[Testo citato]:
---

Da qui sorgono domande urgenti che devono essere affrontate. In primo luogo, quanto è democratico che entità private esercitino una tale influenza sulla vita collettiva? In secondo luogo, quali criteri determinano la legittimità di queste funzioni e chi ritiene le big tech responsabili delle loro azioni e sulla base di quali parametri? Inoltre, come possiamo salvaguardarci da classificazioni errate, informazioni incomplete, modelli e sistemi difettosi? Soprattutto, chi garantirà l’affidabilità e la trasparenza dei criteri utilizzati nei processi di selezione, classificazione e decisione?

Le agenzie di intelligence devono pertanto ripensare radicalmente i loro approcci tradizionali. Non solo è richiesta una ricalibrazione tecnologica, ma è necessario anche un esame profondo delle fondamenta concettuali che guidano i principi dell’informazione, della sovranità e dell’etica. In un mondo sempre più interconnesso, il saper-potere non è più monopolio delle istituzioni statali ma diventa una competizione aperta, in cui entità private e persino potenze straniere possono esercitare un’influenza significativa.

Questa arena multidimensionale e inestricabilmente interconnessa ha scatenato dinamiche inaudite nel modo in cui riceviamo e filtriamo le informazioni. Attualmente le minacce alla vita, alla libertà e alla sicurezza nazionale sono radicate nel crescente potere della tecnologia e delle sue applicazioni. Questi strumenti, con i loro obiettivi talvolta alienanti, ci hanno portato, anche contro la nostra volontà, in un contesto di relativismo morale dove i valori tradizionali perdono la loro natura assoluta, diventando invece variabili e soggetti a negoziazione e trasformazione.

---

[Dati di origine]:
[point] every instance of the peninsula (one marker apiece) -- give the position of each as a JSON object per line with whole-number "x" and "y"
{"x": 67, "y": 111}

---

[Il tuo obiettivo]: Per favore, trascrivi parola per parola la parte del testo citato che comincia con "Le agenzie di" e prosegue fino a "esercitare un’influenza significativa.". I dati non hanno alcun ruolo in questo lavoro.

[Compito svolto]:
Le agenzie di intelligence devono pertanto ripensare radicalmente i loro approcci tradizionali. Non solo è richiesta una ricalibrazione tecnologica, ma è necessario anche un esame profondo delle fondamenta concettuali che guidano i principi dell’informazione, della sovranità e dell’etica. In un mondo sempre più interconnesso, il saper-potere non è più monopolio delle istituzioni statali ma diventa una competizione aperta, in cui entità private e persino potenze straniere possono esercitare un’influenza significativa.